### [Work to do]
a) Update everything in the senior housing passage from "Occupancy rates and" down to "Real Estate Investor.", swapping "final quarter" for "fourth quarter".
b) Continue the senior housing passage after its last sentence.

### [Text]
----------

Occupancy rates and rents for senior housing continued to edge up in the final quarter of 2011, despite a decline in construction and nominal inventory growth. Analysts are measuring positive growth in both assisted and independent living, although nursing care and inventory have been falling for years. The overall impression is one of slow recovery in the market and industry leaders believe it will continue if the rate of absorption stays above inventory growth. For more on this continue reading the following article from National Real Estate Investor.
The seniors housing occupancy rate continued its slow recovery in the fourth quarter of 2011, although construction activity continued to decline, according to recent data released by the National Investment Center for the Seniors Housing & Care Industry (NIC).
The NIC forecasts continuation of recovery, says Charles N. Harry, Jr., NIC’s director of research and analysis. “Whereas occupancy is just north of 88 percent, we expect the occupancy rate to grow 1 percentage point or 100 basis points by the fourth quarter of 2012 to just north of 89 percent for seniors housing overall,” he says.

----------

### [Entries provided]
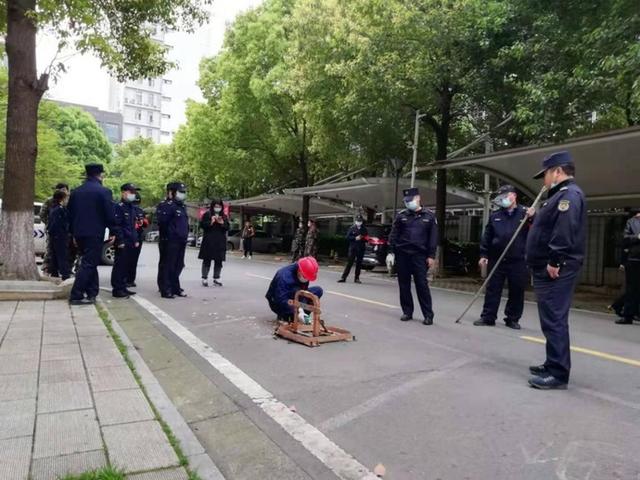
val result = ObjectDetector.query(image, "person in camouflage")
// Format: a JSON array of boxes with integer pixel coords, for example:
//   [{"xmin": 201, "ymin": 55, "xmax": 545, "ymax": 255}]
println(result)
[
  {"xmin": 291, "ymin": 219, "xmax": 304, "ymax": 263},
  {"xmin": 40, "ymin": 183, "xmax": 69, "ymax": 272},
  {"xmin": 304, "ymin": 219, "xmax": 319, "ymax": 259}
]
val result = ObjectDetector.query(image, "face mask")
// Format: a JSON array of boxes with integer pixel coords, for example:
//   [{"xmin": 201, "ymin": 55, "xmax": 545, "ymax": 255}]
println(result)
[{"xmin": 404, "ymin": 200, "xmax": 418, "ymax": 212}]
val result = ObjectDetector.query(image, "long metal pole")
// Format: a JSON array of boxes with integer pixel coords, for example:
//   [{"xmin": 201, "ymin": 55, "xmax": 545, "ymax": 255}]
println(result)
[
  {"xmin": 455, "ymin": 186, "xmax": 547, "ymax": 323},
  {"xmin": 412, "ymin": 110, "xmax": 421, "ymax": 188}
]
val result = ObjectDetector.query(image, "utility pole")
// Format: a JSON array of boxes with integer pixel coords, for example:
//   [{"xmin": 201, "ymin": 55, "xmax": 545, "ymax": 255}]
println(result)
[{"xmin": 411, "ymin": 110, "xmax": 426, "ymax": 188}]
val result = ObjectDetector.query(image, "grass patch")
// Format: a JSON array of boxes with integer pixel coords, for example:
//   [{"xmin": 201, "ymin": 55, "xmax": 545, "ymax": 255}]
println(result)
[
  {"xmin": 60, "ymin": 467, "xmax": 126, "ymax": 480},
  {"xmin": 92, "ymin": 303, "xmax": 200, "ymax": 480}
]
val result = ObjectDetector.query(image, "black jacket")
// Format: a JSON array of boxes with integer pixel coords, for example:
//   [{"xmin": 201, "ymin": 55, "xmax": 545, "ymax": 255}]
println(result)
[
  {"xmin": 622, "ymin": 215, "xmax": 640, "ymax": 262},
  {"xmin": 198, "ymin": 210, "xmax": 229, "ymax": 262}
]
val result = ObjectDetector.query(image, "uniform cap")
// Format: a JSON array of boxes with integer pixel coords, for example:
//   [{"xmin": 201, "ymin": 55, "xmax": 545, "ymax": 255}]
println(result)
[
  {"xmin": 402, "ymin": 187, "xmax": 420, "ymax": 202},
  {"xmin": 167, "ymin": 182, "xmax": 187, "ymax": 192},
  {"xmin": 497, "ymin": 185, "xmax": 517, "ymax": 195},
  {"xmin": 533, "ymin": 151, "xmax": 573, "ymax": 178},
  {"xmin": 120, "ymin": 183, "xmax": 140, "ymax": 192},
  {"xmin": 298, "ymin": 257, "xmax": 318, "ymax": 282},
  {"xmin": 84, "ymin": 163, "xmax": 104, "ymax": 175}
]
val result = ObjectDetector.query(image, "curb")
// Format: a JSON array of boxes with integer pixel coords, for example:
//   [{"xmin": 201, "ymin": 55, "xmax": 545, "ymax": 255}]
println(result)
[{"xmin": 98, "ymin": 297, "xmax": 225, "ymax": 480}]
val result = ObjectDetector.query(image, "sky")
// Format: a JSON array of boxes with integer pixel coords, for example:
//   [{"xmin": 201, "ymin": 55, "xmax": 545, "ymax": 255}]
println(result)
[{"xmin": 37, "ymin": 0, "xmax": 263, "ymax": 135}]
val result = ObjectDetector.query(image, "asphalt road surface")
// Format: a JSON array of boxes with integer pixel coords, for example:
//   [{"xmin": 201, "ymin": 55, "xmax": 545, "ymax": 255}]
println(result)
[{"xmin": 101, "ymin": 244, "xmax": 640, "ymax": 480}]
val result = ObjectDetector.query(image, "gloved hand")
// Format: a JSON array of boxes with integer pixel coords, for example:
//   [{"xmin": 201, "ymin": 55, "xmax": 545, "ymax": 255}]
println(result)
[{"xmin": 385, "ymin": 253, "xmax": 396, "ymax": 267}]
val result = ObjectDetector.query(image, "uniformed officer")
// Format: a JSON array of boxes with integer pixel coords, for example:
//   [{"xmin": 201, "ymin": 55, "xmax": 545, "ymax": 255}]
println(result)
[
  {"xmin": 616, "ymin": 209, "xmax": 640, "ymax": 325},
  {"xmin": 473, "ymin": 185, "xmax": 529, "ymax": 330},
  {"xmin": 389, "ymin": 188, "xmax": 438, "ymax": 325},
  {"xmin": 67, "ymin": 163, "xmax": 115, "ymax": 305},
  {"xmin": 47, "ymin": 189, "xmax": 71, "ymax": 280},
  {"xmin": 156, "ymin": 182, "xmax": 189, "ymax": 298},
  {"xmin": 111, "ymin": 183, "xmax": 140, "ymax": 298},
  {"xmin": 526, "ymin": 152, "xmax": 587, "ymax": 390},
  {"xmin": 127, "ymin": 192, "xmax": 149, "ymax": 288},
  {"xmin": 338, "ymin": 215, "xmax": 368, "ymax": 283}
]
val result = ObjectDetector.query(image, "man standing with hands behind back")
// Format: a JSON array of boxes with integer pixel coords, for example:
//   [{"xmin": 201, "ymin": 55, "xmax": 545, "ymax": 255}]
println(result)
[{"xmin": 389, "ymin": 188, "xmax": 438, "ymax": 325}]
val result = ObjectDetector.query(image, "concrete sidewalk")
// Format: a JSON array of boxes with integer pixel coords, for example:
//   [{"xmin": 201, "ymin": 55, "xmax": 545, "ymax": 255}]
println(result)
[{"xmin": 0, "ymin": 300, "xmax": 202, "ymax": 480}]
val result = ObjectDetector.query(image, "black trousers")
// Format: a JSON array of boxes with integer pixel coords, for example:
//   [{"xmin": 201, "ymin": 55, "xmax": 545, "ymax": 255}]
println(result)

----------

### [Task-by-task results]
a)
Occupancy rates and rents for senior housing continued to edge up in the fourth quarter of 2011, despite a decline in construction and nominal inventory growth. Analysts are measuring positive growth in both assisted and independent living, although nursing care and inventory have been falling for years. The overall impression is one of slow recovery in the market and industry leaders believe it will continue if the rate of absorption stays above inventory growth. For more on this continue reading the following article from National Real Estate Investor.

b)
Overall, the average occupancy rate for seniors housing properties in the fourth quarter of 2011 was 88.2 percent, an increase of 0.1 percentage points from the prior quarter and a 0.7 percentage point increase from a year ago. The seniors housing occupancy rate has risen in seven consecutive quarters and is 1.1 percentage points above its cyclical low of 87.1 percent in the first quarter of 2010.
“That’s a continuation of the trends that we’ve seen recently,” says Harry. “In terms of new inventory growth, it remains constrained of late. That had much lower levels from the peak of a few years ago.”
The occupancy rate for independent living properties averaged 88 percent in the fourth quarter of 2011, and the occupancy rate for assisted living properties averaged 88.6 percent. The average occupancy rates for independent living and assisted living are both 1.2 percentage points above their respective cyclical lows.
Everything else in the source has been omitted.